[Point labeling examples]
━━━
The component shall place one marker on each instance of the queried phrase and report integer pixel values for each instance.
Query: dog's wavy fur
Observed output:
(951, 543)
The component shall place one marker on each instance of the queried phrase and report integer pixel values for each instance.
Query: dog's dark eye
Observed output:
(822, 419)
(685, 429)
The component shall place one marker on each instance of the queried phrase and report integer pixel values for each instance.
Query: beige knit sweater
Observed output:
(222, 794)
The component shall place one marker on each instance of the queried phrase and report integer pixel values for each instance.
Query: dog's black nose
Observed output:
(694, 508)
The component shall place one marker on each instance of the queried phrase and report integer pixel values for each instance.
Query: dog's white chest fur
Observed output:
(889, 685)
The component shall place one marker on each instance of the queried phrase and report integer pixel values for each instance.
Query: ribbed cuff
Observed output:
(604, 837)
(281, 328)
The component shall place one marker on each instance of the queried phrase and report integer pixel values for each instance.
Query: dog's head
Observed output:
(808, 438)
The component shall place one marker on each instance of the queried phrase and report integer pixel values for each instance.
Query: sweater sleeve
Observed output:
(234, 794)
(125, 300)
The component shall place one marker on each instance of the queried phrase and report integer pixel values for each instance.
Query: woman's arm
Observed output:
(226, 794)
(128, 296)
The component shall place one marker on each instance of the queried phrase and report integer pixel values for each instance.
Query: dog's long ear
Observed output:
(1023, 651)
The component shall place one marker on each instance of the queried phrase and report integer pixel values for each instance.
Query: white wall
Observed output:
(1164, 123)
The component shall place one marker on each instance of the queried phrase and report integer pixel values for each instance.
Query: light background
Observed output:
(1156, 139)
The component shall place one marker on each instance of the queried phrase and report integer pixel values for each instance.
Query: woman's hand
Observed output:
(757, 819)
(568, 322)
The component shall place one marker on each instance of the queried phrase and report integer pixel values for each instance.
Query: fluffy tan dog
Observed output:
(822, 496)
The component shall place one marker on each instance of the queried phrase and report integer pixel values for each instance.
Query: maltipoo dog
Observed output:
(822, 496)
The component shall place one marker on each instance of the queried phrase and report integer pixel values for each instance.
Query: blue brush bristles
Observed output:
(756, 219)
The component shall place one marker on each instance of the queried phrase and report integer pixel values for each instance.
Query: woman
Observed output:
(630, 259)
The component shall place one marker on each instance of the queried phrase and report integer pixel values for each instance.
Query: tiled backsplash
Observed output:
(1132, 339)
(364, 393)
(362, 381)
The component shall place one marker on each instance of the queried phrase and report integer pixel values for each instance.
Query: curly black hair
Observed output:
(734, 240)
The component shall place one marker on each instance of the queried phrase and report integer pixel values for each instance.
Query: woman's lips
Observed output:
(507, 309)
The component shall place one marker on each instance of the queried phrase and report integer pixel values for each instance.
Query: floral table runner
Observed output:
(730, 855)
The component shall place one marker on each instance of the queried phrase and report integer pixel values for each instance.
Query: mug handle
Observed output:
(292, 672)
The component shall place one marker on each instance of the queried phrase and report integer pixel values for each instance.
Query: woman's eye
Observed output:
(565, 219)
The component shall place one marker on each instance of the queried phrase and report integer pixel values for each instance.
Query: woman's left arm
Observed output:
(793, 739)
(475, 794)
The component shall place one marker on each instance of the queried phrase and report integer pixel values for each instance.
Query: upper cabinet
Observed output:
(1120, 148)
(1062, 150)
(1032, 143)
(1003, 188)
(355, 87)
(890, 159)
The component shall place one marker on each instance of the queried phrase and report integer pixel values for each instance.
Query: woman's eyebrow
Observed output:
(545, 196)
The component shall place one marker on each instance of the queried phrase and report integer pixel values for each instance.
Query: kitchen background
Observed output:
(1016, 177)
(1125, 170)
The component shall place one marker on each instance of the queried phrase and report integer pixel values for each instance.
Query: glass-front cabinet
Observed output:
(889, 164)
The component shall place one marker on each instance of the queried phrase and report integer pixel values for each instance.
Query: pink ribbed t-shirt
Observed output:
━━━
To do: Express everything from the start of the lines down to the line containing "(1023, 651)" as a Markdown table, leaving out blank lines. Use a Row column for each line's number and a Line column for its text.

Answer to this exercise:
| Row | Line |
|---|---|
| 1 | The component shall place one marker on each instance of the queried phrase and report integer pixel values for each instance. |
| 2 | Query: dog's wavy fur |
| 3 | Observed output: |
| 4 | (951, 543) |
| 5 | The component shall place one marker on each instance of the queried phrase and report integer pixel values for each instance. |
| 6 | Query: dog's dark eye |
| 7 | Observed output: |
| 8 | (822, 419) |
| 9 | (685, 429) |
| 10 | The component shall place one marker on each instance of the queried phrase and report integer pixel values for each instance. |
| 11 | Query: beige knit sweater |
| 12 | Observed output: |
| 13 | (222, 794) |
| 14 | The component shall place one marker on each instance of the queried phrase and report integer pixel values for each instance. |
| 15 | Query: dog's black nose |
| 16 | Observed output: |
| 17 | (694, 508) |
| 18 | The component shall place one marker on each instance of the queried phrase and report integer pixel values for each instance. |
| 19 | Query: dog's white chest fur |
| 20 | Observed output: |
| 21 | (889, 685) |
| 22 | The component shall place one marker on each instance of the queried phrase and report integer pixel values for each instance. |
| 23 | Query: ribbed cuff |
| 24 | Observed output: |
| 25 | (604, 837) |
| 26 | (281, 328) |
| 27 | The component shall place one marker on each instance of the queried phrase and report integer pixel values for each instance. |
| 28 | Query: dog's head |
| 29 | Observed output: |
| 30 | (808, 438) |
| 31 | The component shall place one marker on each instance of the queried phrase and report integer pixel values for each instance. |
| 32 | Query: sweater sleeve |
| 33 | Observed output: |
| 34 | (234, 794) |
| 35 | (125, 300) |
| 36 | The component shall place one marker on each instance of the queried phrase and report integer pixel values for each instance. |
| 37 | Query: woman's arm |
| 38 | Observed output: |
| 39 | (226, 794) |
| 40 | (128, 296) |
| 41 | The component shall place one marker on each instance of the queried phrase and report integer pixel values for each instance. |
| 42 | Query: dog's long ear |
| 43 | Observed output: |
| 44 | (1023, 651) |